- [DATA RECORDS]
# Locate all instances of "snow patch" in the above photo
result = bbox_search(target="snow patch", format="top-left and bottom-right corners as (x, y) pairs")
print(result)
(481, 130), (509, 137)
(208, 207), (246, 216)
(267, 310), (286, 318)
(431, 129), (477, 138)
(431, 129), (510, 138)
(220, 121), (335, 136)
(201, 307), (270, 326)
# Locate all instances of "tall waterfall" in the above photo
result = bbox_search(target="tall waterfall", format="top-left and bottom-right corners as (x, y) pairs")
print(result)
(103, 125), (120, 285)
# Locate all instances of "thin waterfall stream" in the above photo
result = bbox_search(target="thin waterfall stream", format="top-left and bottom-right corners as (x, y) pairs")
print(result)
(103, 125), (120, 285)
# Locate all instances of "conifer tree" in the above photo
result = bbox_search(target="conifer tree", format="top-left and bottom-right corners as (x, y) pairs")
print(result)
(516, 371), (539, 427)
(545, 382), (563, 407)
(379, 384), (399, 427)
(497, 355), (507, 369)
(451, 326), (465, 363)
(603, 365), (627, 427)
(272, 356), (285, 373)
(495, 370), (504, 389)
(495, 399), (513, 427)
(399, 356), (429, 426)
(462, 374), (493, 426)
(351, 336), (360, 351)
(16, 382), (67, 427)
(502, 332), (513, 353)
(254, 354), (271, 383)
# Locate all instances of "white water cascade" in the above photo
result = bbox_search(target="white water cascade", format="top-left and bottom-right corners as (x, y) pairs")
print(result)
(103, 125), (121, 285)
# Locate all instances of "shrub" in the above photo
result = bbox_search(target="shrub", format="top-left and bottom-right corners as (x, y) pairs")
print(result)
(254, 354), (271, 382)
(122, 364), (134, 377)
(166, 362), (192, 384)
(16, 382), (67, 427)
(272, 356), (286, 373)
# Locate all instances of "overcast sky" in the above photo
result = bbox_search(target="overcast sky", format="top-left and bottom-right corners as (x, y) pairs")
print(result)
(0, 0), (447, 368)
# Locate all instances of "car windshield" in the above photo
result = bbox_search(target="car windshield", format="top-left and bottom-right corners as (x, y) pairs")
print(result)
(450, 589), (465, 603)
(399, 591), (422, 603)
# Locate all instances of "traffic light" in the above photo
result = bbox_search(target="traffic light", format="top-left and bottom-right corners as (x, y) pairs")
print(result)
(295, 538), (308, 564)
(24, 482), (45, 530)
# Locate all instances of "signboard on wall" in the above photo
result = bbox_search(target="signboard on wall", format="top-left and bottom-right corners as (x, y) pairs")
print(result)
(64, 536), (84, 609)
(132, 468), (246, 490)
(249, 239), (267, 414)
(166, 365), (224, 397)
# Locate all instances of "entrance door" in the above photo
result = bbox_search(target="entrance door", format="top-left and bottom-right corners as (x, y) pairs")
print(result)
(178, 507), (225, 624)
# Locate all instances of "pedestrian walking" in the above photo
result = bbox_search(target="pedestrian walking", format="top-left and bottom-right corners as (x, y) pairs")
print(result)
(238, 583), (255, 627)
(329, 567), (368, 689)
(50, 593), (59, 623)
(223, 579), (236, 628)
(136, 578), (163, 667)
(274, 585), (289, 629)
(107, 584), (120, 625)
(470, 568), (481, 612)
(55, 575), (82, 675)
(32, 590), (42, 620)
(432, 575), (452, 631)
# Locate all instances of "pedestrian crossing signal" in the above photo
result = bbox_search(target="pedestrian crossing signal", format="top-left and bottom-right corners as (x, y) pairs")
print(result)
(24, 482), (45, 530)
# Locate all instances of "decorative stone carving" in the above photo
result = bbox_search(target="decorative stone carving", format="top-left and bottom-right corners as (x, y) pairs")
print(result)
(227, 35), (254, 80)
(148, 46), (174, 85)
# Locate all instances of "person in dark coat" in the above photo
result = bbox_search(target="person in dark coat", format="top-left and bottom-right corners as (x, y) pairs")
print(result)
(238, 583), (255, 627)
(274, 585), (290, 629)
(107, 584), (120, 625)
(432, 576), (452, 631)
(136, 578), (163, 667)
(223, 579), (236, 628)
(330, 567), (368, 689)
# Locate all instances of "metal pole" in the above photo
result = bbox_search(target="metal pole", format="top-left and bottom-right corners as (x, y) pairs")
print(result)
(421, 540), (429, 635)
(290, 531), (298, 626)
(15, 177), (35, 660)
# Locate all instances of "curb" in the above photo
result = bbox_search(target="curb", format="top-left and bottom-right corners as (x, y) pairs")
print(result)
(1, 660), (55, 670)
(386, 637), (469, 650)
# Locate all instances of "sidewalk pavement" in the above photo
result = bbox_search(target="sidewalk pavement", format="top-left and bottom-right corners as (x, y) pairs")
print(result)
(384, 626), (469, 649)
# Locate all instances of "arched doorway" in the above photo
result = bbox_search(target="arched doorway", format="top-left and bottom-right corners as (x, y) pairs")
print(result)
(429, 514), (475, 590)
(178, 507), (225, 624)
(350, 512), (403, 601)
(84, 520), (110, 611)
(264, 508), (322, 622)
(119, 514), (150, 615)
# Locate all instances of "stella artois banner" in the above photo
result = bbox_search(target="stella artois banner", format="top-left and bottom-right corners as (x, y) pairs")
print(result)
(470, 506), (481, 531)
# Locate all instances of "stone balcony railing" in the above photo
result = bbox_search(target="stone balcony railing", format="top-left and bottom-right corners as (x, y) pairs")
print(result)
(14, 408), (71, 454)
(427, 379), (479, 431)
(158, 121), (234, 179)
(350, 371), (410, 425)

- [WORK INSTRUCTIONS] When you answer, repeat all of the material exactly as given.

- [EXPECTED ANSWER]
# Locate all instances of "snow patch" in the above photo
result = bbox_search(target="snow patch", format="top-left and bottom-right corners as (x, y) pairs")
print(result)
(481, 130), (509, 137)
(208, 207), (246, 216)
(267, 310), (286, 318)
(431, 129), (477, 138)
(431, 129), (510, 138)
(220, 121), (335, 136)
(201, 307), (270, 326)
# Locate all instances of "tall waterfall" in the above photo
result = bbox_search(target="tall waterfall", format="top-left and bottom-right corners as (x, y) pairs")
print(result)
(103, 125), (120, 285)
# Locate all instances of "thin waterfall stream" in the above photo
result = bbox_search(target="thin waterfall stream", format="top-left and bottom-right corners as (x, y) pairs")
print(result)
(103, 125), (120, 285)
# Locate all instances of "conifer tree" in the above photo
result = bbox_search(target="conifer tree", format="top-left and bottom-right corners as (x, y) pairs")
print(result)
(516, 371), (539, 427)
(545, 382), (563, 407)
(379, 384), (399, 427)
(497, 355), (507, 369)
(451, 326), (465, 363)
(603, 365), (627, 427)
(272, 356), (285, 373)
(495, 370), (504, 389)
(495, 399), (513, 427)
(399, 356), (429, 426)
(462, 374), (493, 426)
(351, 336), (360, 351)
(16, 382), (67, 427)
(502, 332), (513, 353)
(254, 354), (271, 383)
# Locate all instances of "white water cascade" in the above photo
result = bbox_search(target="white water cascade", format="top-left and bottom-right corners as (x, y) pairs")
print(result)
(103, 125), (121, 285)
# Locate all instances of "shrub" in the above photo
result = bbox_search(target="shrub", format="top-left and bottom-right corners as (x, y) pairs")
print(result)
(254, 354), (271, 382)
(122, 364), (134, 377)
(166, 362), (192, 384)
(16, 382), (67, 427)
(272, 356), (286, 373)
# Locate all instances of "overcast sky" in the above photo
result = bbox_search(target="overcast sky", format="top-left and bottom-right corners as (x, y) pairs")
print(result)
(0, 0), (447, 368)
# Locate all instances of "car windshield" in the above photo
result = bbox_search(target="car windshield", format="top-left and bottom-right corners as (x, y) pairs")
print(result)
(450, 589), (465, 603)
(399, 591), (422, 603)
# Locate all instances of "traffic light" in the above photo
result = bbox_search(target="traffic light", format="top-left and bottom-right corners as (x, y) pairs")
print(result)
(295, 538), (308, 564)
(24, 482), (45, 530)
# Locate all instances of "signboard on wall" in the above photo
result = bbox_search(target="signboard on wall", format="top-left and bottom-right corners as (x, y) pairs")
print(result)
(64, 536), (84, 609)
(132, 468), (246, 490)
(249, 239), (267, 414)
(166, 365), (224, 397)
# Locate all instances of "entrance door" in the above photo
result = bbox_search(target="entrance door", format="top-left and bottom-right corners as (x, y) pairs")
print(result)
(178, 507), (225, 624)
# Locate all instances of "pedestrian walking" in the above photo
result = bbox_search(target="pedestrian walking", format="top-left and bottom-right corners as (x, y) pairs")
print(result)
(238, 583), (255, 627)
(329, 567), (368, 689)
(50, 593), (59, 623)
(223, 579), (236, 628)
(136, 578), (163, 667)
(274, 585), (289, 629)
(107, 584), (120, 625)
(470, 568), (481, 612)
(55, 575), (82, 675)
(32, 590), (42, 620)
(432, 575), (452, 631)
# Locate all instances of "pedestrian crossing signal" in the above photo
result = bbox_search(target="pedestrian crossing signal", format="top-left and bottom-right corners as (x, y) pairs")
print(result)
(24, 482), (45, 530)
# Locate all instances of "decorative stone carving" in the above photo
result = bbox_search(target="decorative stone carving", format="top-left and bottom-right corners as (x, y) pairs")
print(result)
(227, 35), (254, 80)
(148, 46), (174, 85)
# Locate all instances of "person in dark coat" in the above photo
result = bbox_search(target="person in dark coat", format="top-left and bottom-right corners as (x, y) pairs")
print(result)
(238, 583), (255, 627)
(274, 585), (290, 629)
(107, 584), (120, 625)
(432, 576), (452, 631)
(136, 578), (163, 667)
(223, 579), (236, 628)
(330, 567), (368, 689)
# Locate all instances of "metal pole" in the above photo
result = bbox_search(target="metal pole", format="top-left and bottom-right corners as (x, y) pairs")
print(result)
(421, 540), (429, 635)
(290, 531), (298, 626)
(15, 177), (35, 660)
# Locate all instances of "curb" in the above photo
result = bbox_search(target="curb", format="top-left and bottom-right corners as (x, y) pairs")
print(result)
(1, 660), (55, 670)
(386, 637), (469, 650)
# Locate all instances of "sidewalk pavement" in the above photo
result = bbox_search(target="sidewalk pavement", format="top-left and bottom-right corners as (x, y) pairs")
print(result)
(384, 626), (469, 649)
# Locate all instances of "arched doorway" in the above photo
result = bbox_search(target="arched doorway", format="top-left and bottom-right corners as (x, y) pairs")
print(result)
(429, 514), (475, 590)
(178, 507), (225, 624)
(350, 512), (403, 601)
(84, 520), (110, 611)
(264, 508), (322, 622)
(119, 514), (150, 615)
# Locate all instances of "stella artois banner" in the above photo
result = bbox_search(target="stella artois banner", format="top-left and bottom-right corners as (x, y) pairs")
print(result)
(470, 506), (481, 531)
# Locate all instances of "stone balcony railing" in the above photo
result = bbox_search(target="stone balcony railing", format="top-left and bottom-right corners as (x, y) pairs")
print(result)
(14, 408), (71, 454)
(427, 379), (479, 431)
(158, 121), (234, 179)
(350, 371), (410, 425)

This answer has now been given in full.